Instruksi Tertulis 1: Menurut artikel tentang peluncuran buku Soeharto, berapa halaman tebal buku tersebut?

══════════

Sabtu, 26 Juli 2008

HM Soeharto Tokoh Setara dengan Bung Karno

Mantan Presiden Soeharto dinilai sebagai tokoh yang setara dengan bapak bangsa, Soekarno. Keduanya meraih prestasi mengagumkan sejak muda, dan jatuh dari posisi politiknya dengan cara menyakitkan.
Hal tersebut mengemuka dalam peluncuran buku Soeharto, The Life and Legacy of Indonesian's Second President karangan Retnowati Abdulgani-Knapp, di Jakarta, Rabu (25/4).
Hadir sebagai pembicara, mantan Menteri Transmigrasi dan Tenaga Kerja Siswono Yudo Husodo, Retnowati, mantan Ketua umum PP Muhammadiyah Syafii Maarif, mantan rektor UIN Syarif Hidayatullah Azyumardi Azra, dan Pemred Harian Kompas Suryopratomo.
Turut hadir beberapa tokoh nasional seperti pengusaha Bob Hasan, mantan Kepala Bulog dan pengusaha Bustanil Arifin, budayawan Rosihan Anwar, serta Menneg PP Meuthia Hatta-Swasono.
Menurut Siswono, kemiripan Soeharto dan Soekarno sebagai dua sosok pemimpin yang hebat bisa dilihat dari jejak kepemimpinan dan kejatuhannya. Sejak usia 30 tahun, Soekarno menyampaikan pidato fenomenal Indonesia Menggugat. Di usia 44 tahun, bersama Bung Hatta, Bung Karno memproklamasikan kemerdekaan Indonesia.
Sedang Soeharto, kata Siswono, memimpin aksi militer pertempuran enam jam di Yogyakarta tahun 1949. Di usia 43, kata Penasehat Himpunan Kerukunan Tani Indonesia itu, Soeharto menjadi panglima operasi Mandala Siaga merebut Irian barat dari Belanda. Di usia 42, dia menumpas pemberontakan PKI 1965 dan kemudian menjadi presiden dua tahun kemudian.
Jejak kejatuhan keduanya juga tak berbeda. Menurut Siswono, Soekarno jatuh karena terlalu memberi angin pada PKI. Sedang Soeharto terlalu memberi peluang pada Konglomerat yang kemudian menipunya melalui sebuah konspirasi dan berakhir pada melorotnya ekonomi Indonesia.
"Salah satu tolak ukur keberhasilan pemimpin menyiapkan estafet kepemimpinan secara harmonis dan damai. Hal itu juga tak dipunyai Pak Harto dan juga tak dipunyai Bung Karno. Mereka berdua naik dengan dukungan rakyat, namun diturunkan dengan cara khusus," jelas Siswono.
Hal senada disampaikan Rosihan Anwar. Kepada Media Indonesia, wartawan senior ini mengatakan kedua tokoh tersebut telah melakukan banyak hal dan telah menjadi pemimpin besar untuk bangsa Indonesia.
"Kalau mau membedakan atau membandingkan keduanya, saya katakan Soekarno sebagai a great nation builder, dan Soeharto sebagai a great national builder," tandas Rosihan.
Buku Soeharto, The Life and Legacy of Indonesian's Second President merupakan otobiografi yang ditulis Retnowati berdasarkan hasil pertemuan pribadinya dengan Soeharto. Buku setebal 351 halaman tersebut berisi lima bab.

══════════

Instruksi Tertulis 2: Geser setiap nilai koordinat dalam jawaban pada seluruh catatan di bawah dengan menambahkan 68, lalu tuliskan kembali semua barisnya, termasuk permintaannya. Jangan sertakan gambarnya.

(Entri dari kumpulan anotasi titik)
══════════

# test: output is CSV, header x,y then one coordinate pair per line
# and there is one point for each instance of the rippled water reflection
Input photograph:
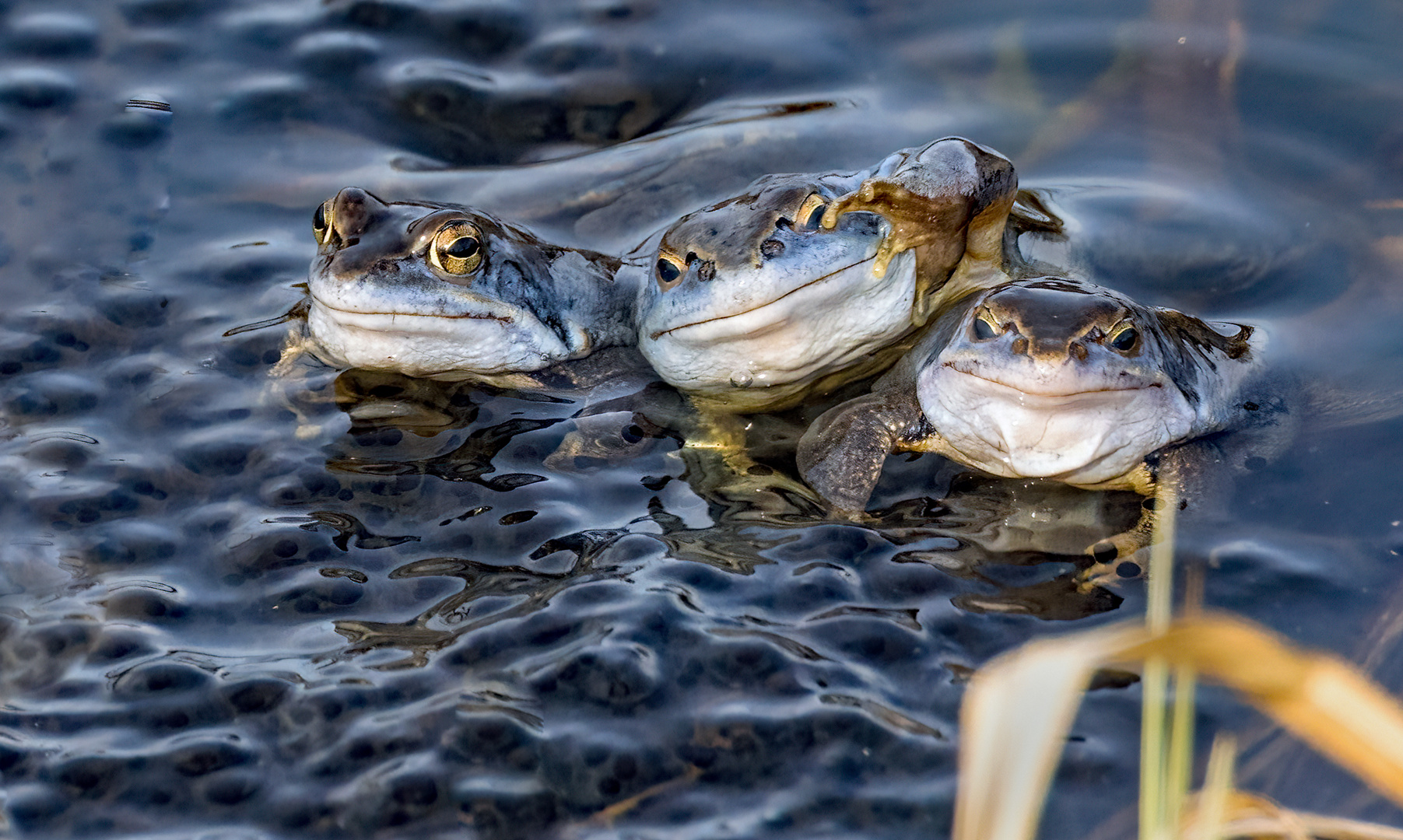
x,y
349,604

══════════

Jawaban Lengkap 1: Buku tersebut setebal 351 halaman.

Jawaban Lengkap 2:
# test: output is CSV, header x,y then one coordinate pair per line
# and there is one point for each instance of the rippled water reflection
Input photograph:
x,y
417,672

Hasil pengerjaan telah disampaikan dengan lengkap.